== Material provided
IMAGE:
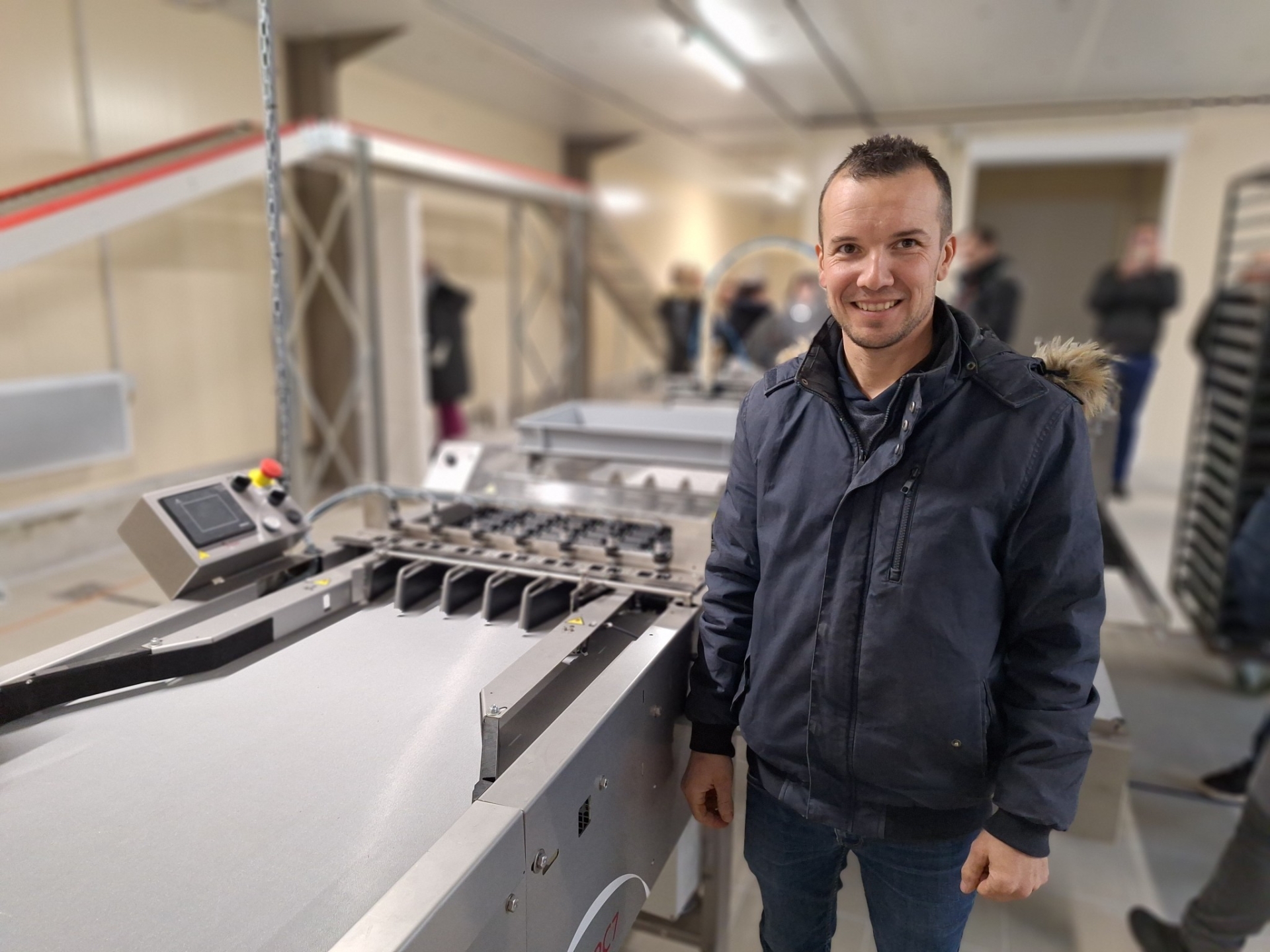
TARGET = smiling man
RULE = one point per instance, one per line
====
== Material provided
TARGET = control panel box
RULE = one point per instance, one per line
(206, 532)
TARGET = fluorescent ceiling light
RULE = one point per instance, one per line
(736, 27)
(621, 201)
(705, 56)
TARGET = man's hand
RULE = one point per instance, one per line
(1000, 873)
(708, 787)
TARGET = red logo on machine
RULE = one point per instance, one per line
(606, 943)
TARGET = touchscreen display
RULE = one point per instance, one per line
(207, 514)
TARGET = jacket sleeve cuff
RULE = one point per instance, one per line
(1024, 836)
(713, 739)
====
Look through the material above and work out how many of its lines contain "TARGET". State the number only.

__Reply__
7